(PROBLEM DESCRIPTION) Beginning at the line with "y=82, one point per instance.", output each line to the end of the listing below exactly, please.

___ TASK DATA

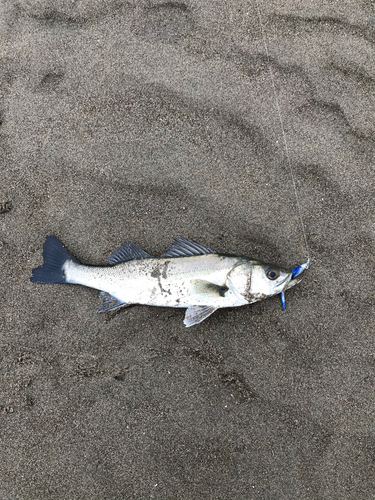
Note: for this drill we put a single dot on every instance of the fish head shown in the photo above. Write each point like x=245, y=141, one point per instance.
x=252, y=280
x=280, y=279
x=268, y=280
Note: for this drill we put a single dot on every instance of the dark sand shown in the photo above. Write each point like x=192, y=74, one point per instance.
x=143, y=120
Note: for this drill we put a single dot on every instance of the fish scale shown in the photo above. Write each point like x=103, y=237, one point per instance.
x=188, y=275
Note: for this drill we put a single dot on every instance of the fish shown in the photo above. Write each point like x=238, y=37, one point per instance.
x=188, y=275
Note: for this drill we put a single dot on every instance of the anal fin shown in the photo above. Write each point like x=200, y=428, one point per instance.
x=197, y=314
x=109, y=303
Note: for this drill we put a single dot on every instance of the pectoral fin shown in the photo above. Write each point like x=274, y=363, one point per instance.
x=109, y=303
x=202, y=287
x=197, y=314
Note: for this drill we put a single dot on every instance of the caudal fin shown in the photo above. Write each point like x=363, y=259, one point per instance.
x=55, y=255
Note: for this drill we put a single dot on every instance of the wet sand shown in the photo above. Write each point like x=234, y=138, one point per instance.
x=144, y=120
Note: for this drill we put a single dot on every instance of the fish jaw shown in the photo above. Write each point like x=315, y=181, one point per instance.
x=292, y=281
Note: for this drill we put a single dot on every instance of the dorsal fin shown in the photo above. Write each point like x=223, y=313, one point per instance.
x=127, y=251
x=184, y=248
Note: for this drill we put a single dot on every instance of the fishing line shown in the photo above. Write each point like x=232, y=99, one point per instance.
x=282, y=128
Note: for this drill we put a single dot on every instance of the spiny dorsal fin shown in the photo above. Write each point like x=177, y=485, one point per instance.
x=127, y=251
x=184, y=248
x=197, y=314
x=109, y=303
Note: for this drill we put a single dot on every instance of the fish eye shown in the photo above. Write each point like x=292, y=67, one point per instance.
x=272, y=274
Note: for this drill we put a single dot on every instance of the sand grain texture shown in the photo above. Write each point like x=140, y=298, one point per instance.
x=142, y=120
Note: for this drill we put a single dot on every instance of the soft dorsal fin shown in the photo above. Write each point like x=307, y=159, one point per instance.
x=127, y=251
x=197, y=314
x=184, y=248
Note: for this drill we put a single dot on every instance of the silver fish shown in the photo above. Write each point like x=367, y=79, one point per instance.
x=188, y=275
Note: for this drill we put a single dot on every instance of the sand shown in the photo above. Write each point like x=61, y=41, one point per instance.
x=142, y=120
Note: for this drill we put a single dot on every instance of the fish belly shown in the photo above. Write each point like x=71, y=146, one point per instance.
x=160, y=282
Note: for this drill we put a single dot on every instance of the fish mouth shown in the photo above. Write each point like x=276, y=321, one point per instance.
x=296, y=271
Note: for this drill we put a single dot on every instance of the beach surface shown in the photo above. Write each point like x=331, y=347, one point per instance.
x=143, y=120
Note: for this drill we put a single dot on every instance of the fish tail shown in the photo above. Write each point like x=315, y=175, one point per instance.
x=55, y=255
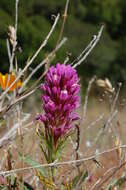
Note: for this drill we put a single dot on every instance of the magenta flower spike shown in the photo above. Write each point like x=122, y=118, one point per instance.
x=60, y=100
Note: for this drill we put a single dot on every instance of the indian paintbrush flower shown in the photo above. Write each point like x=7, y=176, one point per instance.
x=60, y=99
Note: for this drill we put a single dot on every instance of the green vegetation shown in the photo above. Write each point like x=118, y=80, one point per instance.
x=84, y=18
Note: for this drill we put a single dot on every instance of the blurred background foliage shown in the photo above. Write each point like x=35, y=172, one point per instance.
x=83, y=21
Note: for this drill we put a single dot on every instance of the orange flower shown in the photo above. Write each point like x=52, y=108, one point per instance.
x=7, y=79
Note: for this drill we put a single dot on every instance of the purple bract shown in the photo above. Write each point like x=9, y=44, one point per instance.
x=60, y=99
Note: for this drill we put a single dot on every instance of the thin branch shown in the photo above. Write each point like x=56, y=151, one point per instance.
x=15, y=36
x=41, y=64
x=33, y=57
x=86, y=99
x=70, y=162
x=63, y=24
x=90, y=47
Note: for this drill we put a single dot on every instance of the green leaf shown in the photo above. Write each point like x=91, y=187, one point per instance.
x=117, y=182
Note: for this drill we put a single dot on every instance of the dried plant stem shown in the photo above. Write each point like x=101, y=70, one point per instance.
x=110, y=176
x=15, y=36
x=33, y=57
x=63, y=24
x=70, y=162
x=41, y=64
x=86, y=99
x=89, y=48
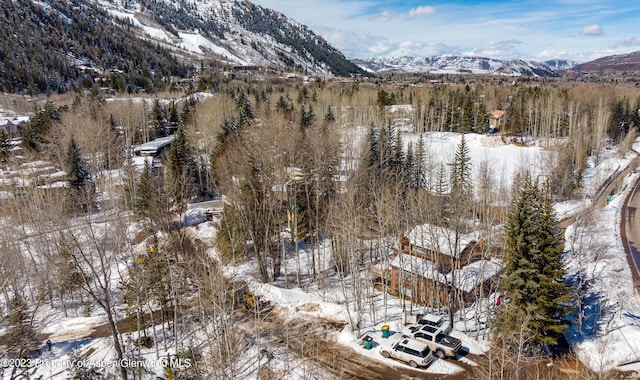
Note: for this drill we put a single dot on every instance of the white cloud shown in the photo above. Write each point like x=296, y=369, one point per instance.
x=591, y=30
x=421, y=11
x=500, y=49
x=383, y=16
x=628, y=42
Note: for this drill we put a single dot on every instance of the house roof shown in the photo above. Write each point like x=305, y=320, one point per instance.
x=152, y=147
x=496, y=114
x=419, y=266
x=475, y=274
x=439, y=239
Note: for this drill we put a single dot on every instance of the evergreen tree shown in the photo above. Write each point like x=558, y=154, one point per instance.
x=144, y=190
x=537, y=298
x=21, y=337
x=78, y=176
x=180, y=168
x=5, y=146
x=306, y=117
x=244, y=110
x=329, y=116
x=159, y=123
x=419, y=165
x=461, y=185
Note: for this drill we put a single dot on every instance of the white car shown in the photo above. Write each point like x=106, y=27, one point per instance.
x=410, y=351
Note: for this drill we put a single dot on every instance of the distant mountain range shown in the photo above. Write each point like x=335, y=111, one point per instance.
x=622, y=62
x=58, y=45
x=457, y=64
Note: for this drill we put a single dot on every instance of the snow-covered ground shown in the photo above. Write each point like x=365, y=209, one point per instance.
x=610, y=335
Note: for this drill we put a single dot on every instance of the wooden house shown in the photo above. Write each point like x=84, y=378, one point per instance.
x=154, y=152
x=433, y=261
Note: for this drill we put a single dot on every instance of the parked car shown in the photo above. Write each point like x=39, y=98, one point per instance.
x=438, y=340
x=431, y=320
x=410, y=351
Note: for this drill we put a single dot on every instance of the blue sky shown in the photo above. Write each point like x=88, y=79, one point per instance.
x=580, y=30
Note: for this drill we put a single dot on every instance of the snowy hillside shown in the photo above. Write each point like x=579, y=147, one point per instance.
x=457, y=64
x=238, y=33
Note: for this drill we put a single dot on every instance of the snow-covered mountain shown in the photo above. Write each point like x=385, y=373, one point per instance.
x=621, y=62
x=235, y=32
x=457, y=64
x=561, y=64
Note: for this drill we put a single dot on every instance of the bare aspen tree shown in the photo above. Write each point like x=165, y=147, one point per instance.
x=96, y=249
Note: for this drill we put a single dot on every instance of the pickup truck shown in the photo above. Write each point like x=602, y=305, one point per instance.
x=414, y=353
x=438, y=340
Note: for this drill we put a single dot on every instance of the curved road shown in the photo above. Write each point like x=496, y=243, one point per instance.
x=630, y=233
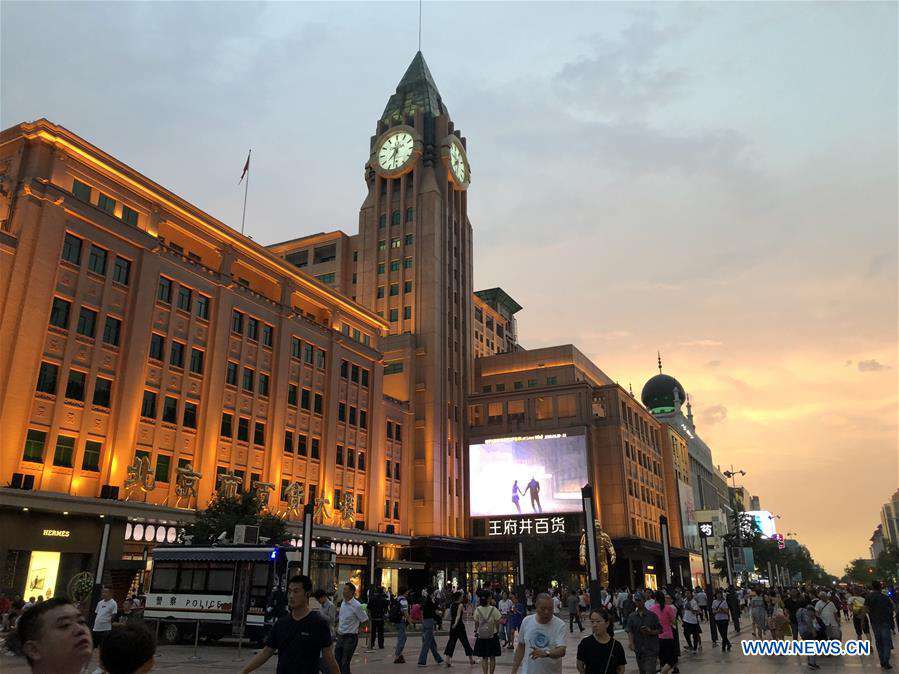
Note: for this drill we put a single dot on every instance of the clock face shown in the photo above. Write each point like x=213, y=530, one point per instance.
x=457, y=163
x=395, y=151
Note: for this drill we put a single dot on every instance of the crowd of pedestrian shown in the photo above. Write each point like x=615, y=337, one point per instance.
x=321, y=633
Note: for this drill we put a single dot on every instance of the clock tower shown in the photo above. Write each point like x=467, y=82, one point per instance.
x=413, y=263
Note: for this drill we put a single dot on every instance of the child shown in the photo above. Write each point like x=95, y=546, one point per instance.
x=128, y=650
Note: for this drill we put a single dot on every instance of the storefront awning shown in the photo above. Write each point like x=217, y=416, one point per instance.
x=211, y=554
x=400, y=564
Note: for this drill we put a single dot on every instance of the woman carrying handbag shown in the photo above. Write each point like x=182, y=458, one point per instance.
x=599, y=653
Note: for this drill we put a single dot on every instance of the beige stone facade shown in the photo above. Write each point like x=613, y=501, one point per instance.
x=134, y=324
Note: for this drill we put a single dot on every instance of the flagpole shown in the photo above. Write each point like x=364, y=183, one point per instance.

______

(EXERCISE ANSWER)
Note: for this drill we put a single dot on every instance of the clock tower shown in the photo above. Write each point like x=467, y=82, one point per instance.
x=413, y=263
Note: for this drill we put a single dot on every instance of the child shown in the photo above. Write each point like x=95, y=546, one point per instance.
x=128, y=650
Note: for this drill we put a single dot on every instance of the storefront awning shown in the photo above. Write each point like x=217, y=416, one point per instance.
x=211, y=554
x=400, y=564
Note: for this drill we put a single dot on every instance of the woman carrying handbag shown in the photo above. Write each point like x=182, y=458, one point per instance.
x=599, y=653
Note: for this drill we put a single dot on every instance of the beige stone facade shown in the photo above. Write each point like x=613, y=501, one point per instance.
x=134, y=324
Note: for this drill we put a single dot on every instance of the flagpole shown in the photo above. Write each point like x=364, y=183, one point per instance.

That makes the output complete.